● **About this task**:
The data below holds a line containing "Give the mask of every instance of the bright" and a line containing "seg: blurred narrow"; please quote exactly those two lines and every line between them, and nothing else.

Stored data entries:
▼

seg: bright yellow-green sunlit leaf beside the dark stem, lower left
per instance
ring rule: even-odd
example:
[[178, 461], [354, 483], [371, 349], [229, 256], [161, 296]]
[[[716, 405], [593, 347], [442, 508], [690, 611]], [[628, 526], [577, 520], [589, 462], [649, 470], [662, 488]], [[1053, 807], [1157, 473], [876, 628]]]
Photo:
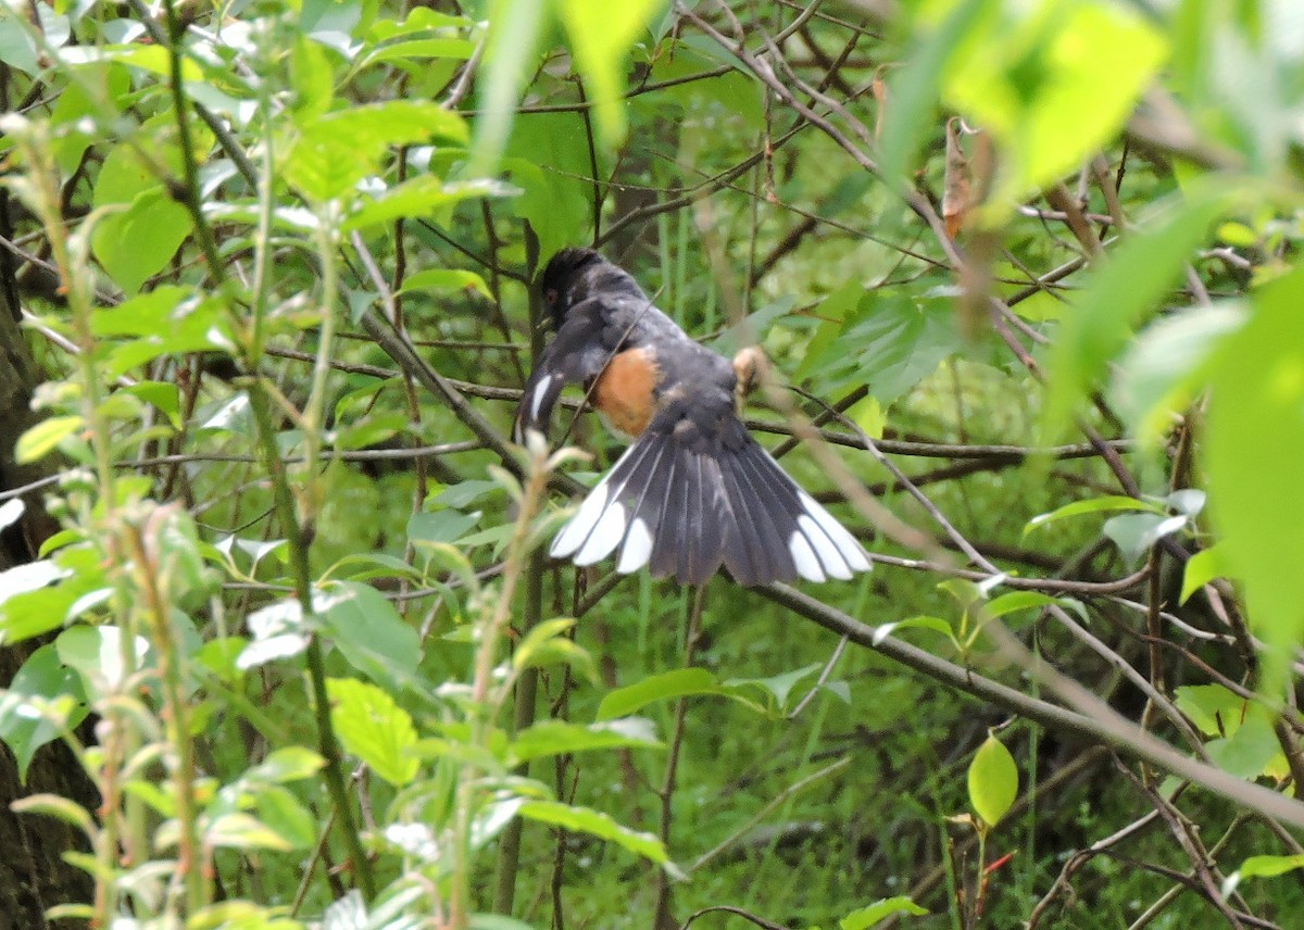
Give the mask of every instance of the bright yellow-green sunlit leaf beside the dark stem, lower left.
[[365, 681], [329, 678], [326, 691], [331, 723], [344, 749], [391, 785], [411, 783], [420, 763], [413, 755], [416, 728], [408, 712]]

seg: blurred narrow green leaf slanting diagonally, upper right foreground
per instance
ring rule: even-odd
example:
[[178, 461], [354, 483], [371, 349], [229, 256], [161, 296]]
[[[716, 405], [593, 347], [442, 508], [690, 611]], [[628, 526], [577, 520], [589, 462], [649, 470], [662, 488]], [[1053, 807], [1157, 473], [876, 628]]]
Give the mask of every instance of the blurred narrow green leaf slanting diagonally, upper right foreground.
[[1217, 194], [1183, 202], [1158, 226], [1129, 233], [1093, 271], [1051, 347], [1043, 441], [1050, 443], [1068, 430], [1081, 397], [1132, 339], [1137, 321], [1162, 303], [1183, 263], [1208, 237], [1222, 202]]

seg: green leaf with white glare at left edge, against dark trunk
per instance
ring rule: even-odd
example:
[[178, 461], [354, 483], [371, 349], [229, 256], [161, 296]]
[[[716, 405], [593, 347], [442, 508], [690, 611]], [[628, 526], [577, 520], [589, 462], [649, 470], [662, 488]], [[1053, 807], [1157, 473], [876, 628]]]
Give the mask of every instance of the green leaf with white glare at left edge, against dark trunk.
[[0, 740], [13, 751], [18, 779], [27, 780], [27, 766], [38, 749], [85, 717], [81, 677], [59, 661], [55, 647], [46, 644], [27, 656], [0, 693]]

▲

● **Written solution**:
Give the mask of every instance of the bright yellow-green sunlit leaf beside the dark stem, lower left.
[[365, 681], [329, 678], [326, 691], [331, 723], [344, 749], [391, 785], [411, 783], [420, 763], [413, 755], [416, 728], [408, 712]]

seg: blurred narrow green leaf slanting diagonally, upper right foreground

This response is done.